Passage for review =>
----------------

Numerous emergencies at sea in international waters
- ALAN KURDI crew rescues 114 people from two boats
- So-called Libyan Coast Guard also involved in sea emergencies
- Sea-Eye signs purchase agreement for rescue ship GHALIB KURDI
On Saturday afternoon, the ALAN KURDI crew rescued a total of 114 people from two different boats. At 11:45 a.m., the ship’s watch first sighted an overloaded rubber dinghy, carrying 90 people. Captain Joachim Ebeling immediately informed the German and Libyan authorities. The people on the rubber boat reported about other boats with people who had fled Libya.
Hence, immediately after the first rescue, a smaller, overcrowded fishing boat with 24 people calling for help was spotted as well. All of the 114 people, including eight women and eight children, are now aboard the ALAN KURDI. Four people are currently being cared for in the ship’s hospital ward, including a pregnant woman and a man with severe circulatory problems. One of the women and one man are being treated for lacerations.
“For fear of being dragged back by Libyan militias, these people did not send a distress call for help. This was an enormous risk and they were extremely lucky that our ship’s watch spotted them with their binoculars,” says Gorden Isler, Chairman of Sea-Eye e. V.

----------------

The data =>
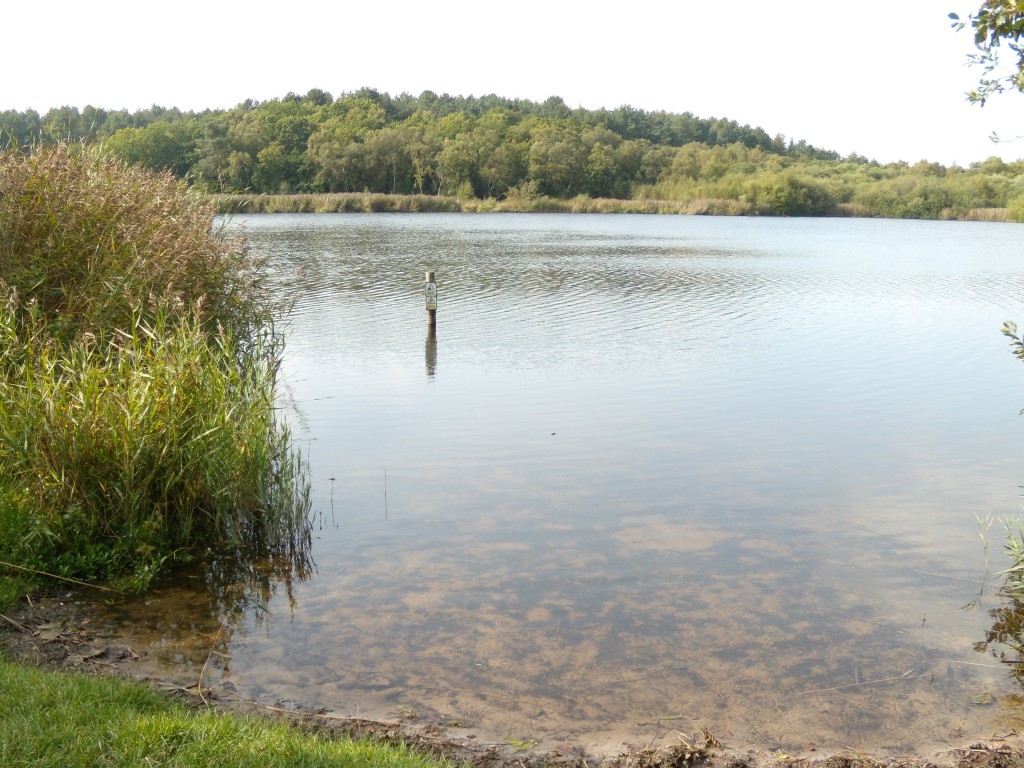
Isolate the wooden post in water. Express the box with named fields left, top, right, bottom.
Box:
left=424, top=271, right=437, bottom=328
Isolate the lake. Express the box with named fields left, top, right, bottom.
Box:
left=99, top=214, right=1024, bottom=755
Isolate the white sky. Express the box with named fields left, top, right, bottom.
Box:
left=8, top=0, right=1024, bottom=165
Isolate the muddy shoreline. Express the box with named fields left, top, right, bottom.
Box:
left=0, top=594, right=1024, bottom=768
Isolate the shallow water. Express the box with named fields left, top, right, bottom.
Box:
left=92, top=214, right=1024, bottom=754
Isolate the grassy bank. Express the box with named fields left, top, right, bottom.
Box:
left=0, top=145, right=308, bottom=588
left=0, top=660, right=449, bottom=768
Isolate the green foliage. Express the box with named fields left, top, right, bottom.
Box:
left=0, top=88, right=1024, bottom=219
left=949, top=0, right=1024, bottom=104
left=0, top=145, right=308, bottom=586
left=0, top=660, right=447, bottom=768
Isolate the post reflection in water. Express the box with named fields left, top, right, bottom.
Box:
left=423, top=324, right=437, bottom=380
left=88, top=214, right=1024, bottom=755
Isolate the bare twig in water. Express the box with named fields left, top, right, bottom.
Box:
left=257, top=705, right=401, bottom=728
left=196, top=625, right=224, bottom=703
left=0, top=560, right=124, bottom=595
left=795, top=665, right=932, bottom=696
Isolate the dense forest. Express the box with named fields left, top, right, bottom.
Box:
left=0, top=88, right=1024, bottom=220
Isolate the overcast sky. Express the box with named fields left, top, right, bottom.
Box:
left=8, top=0, right=1024, bottom=165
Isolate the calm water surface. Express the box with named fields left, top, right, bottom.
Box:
left=105, top=214, right=1024, bottom=754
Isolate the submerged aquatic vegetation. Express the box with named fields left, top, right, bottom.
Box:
left=0, top=146, right=309, bottom=586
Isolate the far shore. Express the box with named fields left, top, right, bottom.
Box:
left=209, top=193, right=1010, bottom=221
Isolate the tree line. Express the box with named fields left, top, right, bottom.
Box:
left=0, top=88, right=1024, bottom=218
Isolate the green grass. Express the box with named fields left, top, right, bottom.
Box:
left=0, top=660, right=450, bottom=768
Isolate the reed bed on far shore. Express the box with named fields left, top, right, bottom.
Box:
left=209, top=193, right=771, bottom=216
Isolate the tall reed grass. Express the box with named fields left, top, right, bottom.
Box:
left=0, top=145, right=309, bottom=586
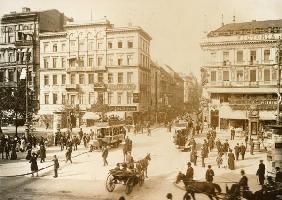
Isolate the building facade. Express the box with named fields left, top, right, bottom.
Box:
left=0, top=7, right=66, bottom=115
left=40, top=19, right=151, bottom=126
left=201, top=20, right=282, bottom=135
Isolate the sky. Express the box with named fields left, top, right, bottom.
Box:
left=0, top=0, right=282, bottom=77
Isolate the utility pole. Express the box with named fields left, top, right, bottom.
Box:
left=276, top=37, right=282, bottom=125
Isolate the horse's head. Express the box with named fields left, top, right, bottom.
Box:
left=146, top=153, right=151, bottom=160
left=175, top=172, right=185, bottom=183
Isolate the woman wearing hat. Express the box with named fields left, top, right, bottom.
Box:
left=29, top=152, right=38, bottom=177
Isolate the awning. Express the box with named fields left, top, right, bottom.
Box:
left=106, top=111, right=125, bottom=119
left=219, top=106, right=248, bottom=119
left=82, top=112, right=100, bottom=120
left=259, top=111, right=276, bottom=120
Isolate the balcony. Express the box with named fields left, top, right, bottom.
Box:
left=66, top=84, right=79, bottom=90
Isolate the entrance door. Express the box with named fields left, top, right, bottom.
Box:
left=251, top=122, right=258, bottom=135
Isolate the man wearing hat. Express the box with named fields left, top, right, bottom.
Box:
left=256, top=160, right=265, bottom=185
left=275, top=167, right=282, bottom=183
left=186, top=162, right=194, bottom=181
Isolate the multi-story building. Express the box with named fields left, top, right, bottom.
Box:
left=0, top=7, right=66, bottom=113
left=201, top=20, right=282, bottom=134
left=40, top=20, right=151, bottom=126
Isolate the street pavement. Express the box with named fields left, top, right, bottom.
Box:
left=0, top=127, right=266, bottom=200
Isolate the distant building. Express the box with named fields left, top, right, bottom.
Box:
left=40, top=20, right=151, bottom=126
left=0, top=7, right=67, bottom=114
left=201, top=20, right=282, bottom=135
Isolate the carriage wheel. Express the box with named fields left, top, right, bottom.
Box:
left=106, top=174, right=116, bottom=192
left=138, top=172, right=145, bottom=186
left=125, top=178, right=134, bottom=194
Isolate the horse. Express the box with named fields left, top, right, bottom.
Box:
left=136, top=153, right=151, bottom=178
left=175, top=172, right=221, bottom=200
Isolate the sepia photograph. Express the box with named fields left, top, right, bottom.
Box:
left=0, top=0, right=282, bottom=200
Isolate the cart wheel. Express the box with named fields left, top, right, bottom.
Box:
left=125, top=178, right=134, bottom=194
left=106, top=174, right=116, bottom=192
left=138, top=172, right=145, bottom=186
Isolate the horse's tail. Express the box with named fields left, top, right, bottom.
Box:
left=213, top=183, right=221, bottom=193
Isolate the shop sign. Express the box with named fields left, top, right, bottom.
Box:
left=133, top=93, right=139, bottom=103
left=110, top=106, right=137, bottom=111
left=108, top=84, right=136, bottom=90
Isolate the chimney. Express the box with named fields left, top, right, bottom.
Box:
left=22, top=7, right=30, bottom=12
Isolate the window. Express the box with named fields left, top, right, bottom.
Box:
left=127, top=55, right=132, bottom=65
left=98, top=73, right=104, bottom=83
left=250, top=50, right=257, bottom=65
left=263, top=49, right=270, bottom=63
left=127, top=72, right=133, bottom=83
left=88, top=74, right=94, bottom=84
left=62, top=94, right=66, bottom=104
left=108, top=92, right=113, bottom=104
left=126, top=92, right=132, bottom=104
left=117, top=92, right=122, bottom=105
left=88, top=58, right=94, bottom=67
left=53, top=74, right=58, bottom=85
left=118, top=42, right=122, bottom=48
left=53, top=94, right=58, bottom=104
left=44, top=94, right=49, bottom=104
left=108, top=42, right=113, bottom=49
left=98, top=57, right=103, bottom=66
left=62, top=74, right=66, bottom=85
left=79, top=74, right=84, bottom=84
left=211, top=71, right=216, bottom=82
left=127, top=41, right=133, bottom=48
left=62, top=43, right=66, bottom=51
left=108, top=73, right=114, bottom=83
left=79, top=56, right=84, bottom=67
left=237, top=51, right=243, bottom=63
left=118, top=72, right=123, bottom=83
left=44, top=58, right=49, bottom=69
left=223, top=71, right=229, bottom=81
left=53, top=44, right=58, bottom=52
left=250, top=70, right=257, bottom=82
left=71, top=95, right=75, bottom=105
left=236, top=70, right=244, bottom=81
left=43, top=43, right=48, bottom=52
left=53, top=58, right=57, bottom=68
left=61, top=58, right=66, bottom=68
left=70, top=74, right=76, bottom=84
left=264, top=69, right=270, bottom=81
left=44, top=75, right=49, bottom=85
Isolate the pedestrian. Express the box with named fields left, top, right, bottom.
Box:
left=66, top=147, right=72, bottom=163
left=29, top=152, right=38, bottom=177
left=216, top=153, right=223, bottom=168
left=206, top=165, right=214, bottom=183
left=228, top=149, right=235, bottom=170
left=53, top=155, right=60, bottom=178
left=234, top=143, right=240, bottom=160
left=275, top=167, right=282, bottom=183
left=102, top=146, right=109, bottom=166
left=201, top=147, right=206, bottom=167
left=240, top=143, right=246, bottom=160
left=250, top=138, right=255, bottom=155
left=256, top=160, right=265, bottom=185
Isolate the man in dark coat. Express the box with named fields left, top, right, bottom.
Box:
left=256, top=160, right=265, bottom=185
left=234, top=143, right=240, bottom=160
left=53, top=155, right=60, bottom=178
left=206, top=165, right=214, bottom=183
left=240, top=143, right=246, bottom=160
left=186, top=162, right=194, bottom=181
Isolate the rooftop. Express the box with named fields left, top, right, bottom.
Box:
left=208, top=19, right=282, bottom=37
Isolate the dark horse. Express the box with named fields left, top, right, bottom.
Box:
left=136, top=153, right=151, bottom=178
left=175, top=172, right=221, bottom=200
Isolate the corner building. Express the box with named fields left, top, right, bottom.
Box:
left=201, top=20, right=282, bottom=135
left=40, top=19, right=151, bottom=127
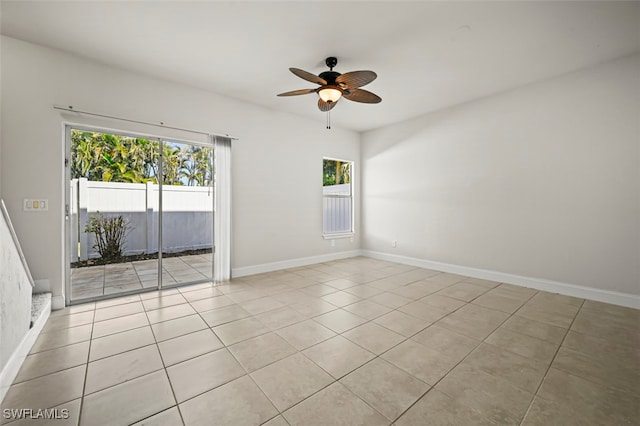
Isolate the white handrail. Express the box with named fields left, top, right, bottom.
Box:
left=0, top=199, right=36, bottom=287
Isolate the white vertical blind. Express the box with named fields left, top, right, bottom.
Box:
left=211, top=136, right=231, bottom=281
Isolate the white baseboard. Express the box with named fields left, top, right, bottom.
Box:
left=231, top=250, right=362, bottom=278
left=51, top=295, right=65, bottom=311
left=0, top=299, right=50, bottom=402
left=361, top=250, right=640, bottom=309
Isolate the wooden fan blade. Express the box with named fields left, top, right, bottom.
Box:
left=318, top=99, right=338, bottom=112
left=336, top=71, right=378, bottom=90
left=343, top=89, right=382, bottom=104
left=278, top=89, right=317, bottom=96
left=289, top=68, right=327, bottom=86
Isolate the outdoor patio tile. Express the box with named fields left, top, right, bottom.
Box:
left=84, top=345, right=164, bottom=395
left=158, top=329, right=224, bottom=367
left=167, top=348, right=245, bottom=403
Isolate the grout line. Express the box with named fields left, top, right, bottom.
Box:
left=519, top=299, right=584, bottom=425
left=78, top=306, right=96, bottom=424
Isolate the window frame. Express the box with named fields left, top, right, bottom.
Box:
left=320, top=156, right=356, bottom=240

----------------

Carry the press release about the ALAN KURDI rescues forward from its last paragraph.

Exercise response =>
So-called Libyan Coast Guard also involved in sea emergencies
Shortly after the second rescue operation, the so-called Libyan coast guard approached at high speed. The Libyan patrol boat was itself involved in a distress call at sea and was completely overloaded as a result. The Libyans did not contact the ALAN KURDI, took the empty fishing boat and turned towards Libya. Neither the Libyan authorities nor the European rescue coordination centers responded to the emergency calls from ALAN KURDI by phone or email.
“In the meantime, all communication with aid organizations has ceased and nobody in Europe views themselves as responsible for these people anymore. They are being handed over to the Libyans or the sea. But they are now on a German ship and are finally being treated like humans again,” says Jan Ribbeck from Sea-Eye’s operations management team.
Sea-Eye signs purchase agreement for rescue ship GHALIB KURDI
On Thursday evening Sea-Eye signed the purchase contract for the new, larger rescue ship, which will be named GHALIB KURDI. The organization had already announced this on September 1st at a press conference in Regensburg. Which ship Sea-Eye has selected will remain confidential. It is solely a matter of risk management.
“There are some modifications to be made. We are simply concerned about the safety of our volunteers and the safety of the previous owner,” says Isler.
When Sea-Eye took over the former German research vessel PROFESSOR ALBRECHT PENCK (today’s ALAN KURDI), they also did not disclose the name of the vessel until it could safely go on its first mission.
“We will equip the ship as fast as possible and then present it together with our new cooperation partners, with whom we will then set off on joint missions,” Isler continues.